Zudem könnten die Kirchgänger auch nicht in den Gängen stehen, erklärt Simon. Das verböten die Sicherheitsauflagen, die nach dem Loveparade-Unglück von Duisburg und den diversen Terroranschlägen im In- und Ausland verschärft worden seien. Rettungswege müssten frei gehalten werden. Die Kirche in Haarzopf bietet rund 330 Gläubigen Platz, das Gemeindezentrum Fulerum hat 170 Plätze. Mit der neuen Regelung wolle man "Enttäuschung, Ratlosigkeit und Ärgernis" bei den Gläubigen verhindern. Die Karten sind unter anderem im Gemeindebüro oder nach den Adventsgottesdiensten bei den Presbytern zu erhalten.
Und wer keine Karte für Heiligabend mehr bekommt, der könne ja auch am Ersten Weihnachtsfeiertag in den Gottesdienst kommen, betont Simon. Da sei dann wieder genug Platz für alle. Ob das neue Verfahren ein Erfolg wird, bleibt abzuwarten. Einige Gemeindemitglieder hatten - offenbar aus Trotz - schon angekündigt, ohne Eintrittskarte zu dem Gottesdienst kommen zu wollen.

___

Aufgabe:
Geben Sie den Inhalt des Textauszugs in zwei Sätzen wieder.

___

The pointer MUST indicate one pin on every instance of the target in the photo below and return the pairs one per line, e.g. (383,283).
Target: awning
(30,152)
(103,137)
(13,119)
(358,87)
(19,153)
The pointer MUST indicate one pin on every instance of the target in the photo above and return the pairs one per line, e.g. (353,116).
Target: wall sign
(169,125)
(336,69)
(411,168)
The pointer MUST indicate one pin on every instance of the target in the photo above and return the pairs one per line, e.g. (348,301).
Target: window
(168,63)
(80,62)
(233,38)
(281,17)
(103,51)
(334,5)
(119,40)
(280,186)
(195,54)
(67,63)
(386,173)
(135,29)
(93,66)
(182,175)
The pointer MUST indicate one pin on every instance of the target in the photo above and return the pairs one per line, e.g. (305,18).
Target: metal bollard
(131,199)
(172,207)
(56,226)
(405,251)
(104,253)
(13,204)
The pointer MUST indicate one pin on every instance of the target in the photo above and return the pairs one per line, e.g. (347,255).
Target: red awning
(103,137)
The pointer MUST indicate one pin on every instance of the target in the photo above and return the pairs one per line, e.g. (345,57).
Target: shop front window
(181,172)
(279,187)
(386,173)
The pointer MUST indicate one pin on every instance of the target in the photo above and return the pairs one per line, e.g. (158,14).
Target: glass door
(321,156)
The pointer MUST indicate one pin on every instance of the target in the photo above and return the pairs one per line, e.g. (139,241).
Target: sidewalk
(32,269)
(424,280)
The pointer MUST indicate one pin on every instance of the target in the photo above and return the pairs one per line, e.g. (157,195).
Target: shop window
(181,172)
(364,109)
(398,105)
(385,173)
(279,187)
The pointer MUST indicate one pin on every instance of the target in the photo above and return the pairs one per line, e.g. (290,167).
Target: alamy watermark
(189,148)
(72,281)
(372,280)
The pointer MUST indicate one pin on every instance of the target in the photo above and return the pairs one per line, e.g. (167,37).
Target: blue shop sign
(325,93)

___

Ihre Antwort:
Laut Simon dürfen Kirchgänger wegen der nach dem Loveparade-Unglück von Duisburg und diversen Terroranschlägen verschärften Sicherheitsauflagen nicht in den Gängen stehen, da Rettungswege frei bleiben müssen; die Kirche in Haarzopf bietet rund 330 und das Gemeindezentrum Fulerum 170 Plätze. Karten sind unter anderem im Gemeindebüro oder nach den Adventsgottesdiensten bei den Presbytern erhältlich, wer für Heiligabend keine mehr bekommt, kann nach Simon am Ersten Weihnachtsfeiertag kommen, und einige Gemeindemitglieder haben angekündigt, ohne Eintrittskarte zu erscheinen.